Consumenten kunnen in de tussentijd gedetailleerde officiële verslagen opvragen en ter inzage raadplegen op de hoofdzetel van het FAVV. Om dat te doen, moet men wel eerst een aanvraagformulier invullen, waarna men een uitnodiging ontvangt voor een afspraak op het hoofdkantoor. Zodra hij ter plaatse is, dient de geïnteresseerde zelf zijn opzoekwerk te verrichten in een database van het FAVV. Dat is niet bepaald een toonbeeld van vlotte dienstverlening. Dat bleek ook uit een artikel in De Standaard op 30 maart jongstleden, waaruit bleek dat professor in het mediarecht Voorhoof de manier van werken uittestte en vervolgens aanklaagde bij de federale Commissie voor de toegang en hergebruik van bestuursdocumenten.

 

Naar aanleiding van de klacht van de heer Voorhoof adviseerde de commissie op 2 maart dat de huidige aanvraagprocedure effectief strijdig is met de wet betreffende de openbaarheid van bestuur van 11 april 1994. Zowel de verplichting om het aanvraagdocument in te vullen als de vrijgave van de inspectieverslagen slechts ter plaatse is niet te vereenzelvigen met de wet betreffende de openbaarheid van besturen. De commissie besloot dat de inspectieverslagen openbaar gemaakt dienen te worden op eenvoudig schriftelijk verzoek.

 

Wat is uw visie op het advies van de commissie met betrekking tot de schending van de wet op de openbaarheid van besturen? Hoe interpreteert u het advies?

 

Welk gevolg zal er worden gegeven aan het advies? Zal de aanvraagprocedure worden aangepast, zodat zij transparanter verloopt en conform de wet is?

 

07.02 Minister Willy Borsus: Mevrouw Hufkens, ik zou eerst en vooral het onderscheid willen maken tussen transparantie en toegang tot bestuursdocumenten. De toegang is slechts een onderdeel van een beleid rond transparantie.

 

Wat de toegang tot bestuursdocumenten betreft, heeft het FAVV na de arresten van de Raad van State een procedure opgesteld die de toegang tot de gedetailleerde inspectieresultaten mogelijk maakt en praktisch organiseert. Het is dus helemaal niet de bedoeling van het FAVV om adviezen en beslissingen van de Commissie voor de toegang en hergebruik van bestuursdocumenten of arresten van de Raad van State te negeren.

 

Op 6 maart 2015 ontving het FAVV het advies 2015/13 van 2 maart 2015 van de commissie in verband met het verzoek van de heer Voorhoof tot heroverweging van zijn aanvraag om specifieke inspectieverslagen te ontvangen. De commissie was in haar advies van oordeel dat de vraag moest gesteld kunnen worden zonder dat er administratieve voorwaarden worden opgelegd. In haar antwoord aan de commissie heeft het FAVV gemotiveerd waarom haar actuele procedure wel degelijk aanvaardbaar is. Om de consultatie ordentelijk te laten verlopen, wordt gevraagd een formulier in te vullen en dient het nummer van de vestigingseenheid te worden meegedeeld. Een onderneming kan immers verschillende vestigingseenheden hebben en dus is het nummer van de vestigingseenheid een onmisbaar element bij de aanvraag.

— AANGELEVERD MATERIAAL —
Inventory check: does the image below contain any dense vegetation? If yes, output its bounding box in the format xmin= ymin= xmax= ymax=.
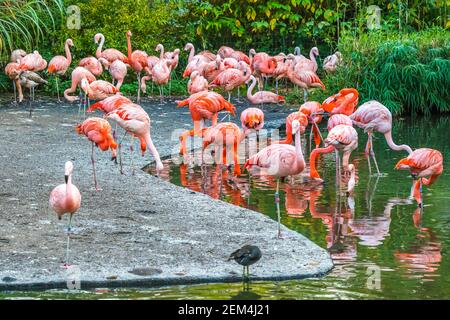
xmin=0 ymin=0 xmax=450 ymax=113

— OPDRACHT —
Op welke datum ontving het FAVV het advies 2015/13 van de commissie, volgens de geëxtraheerde tekst?

— OPLOSSING —
Op 6 maart 2015.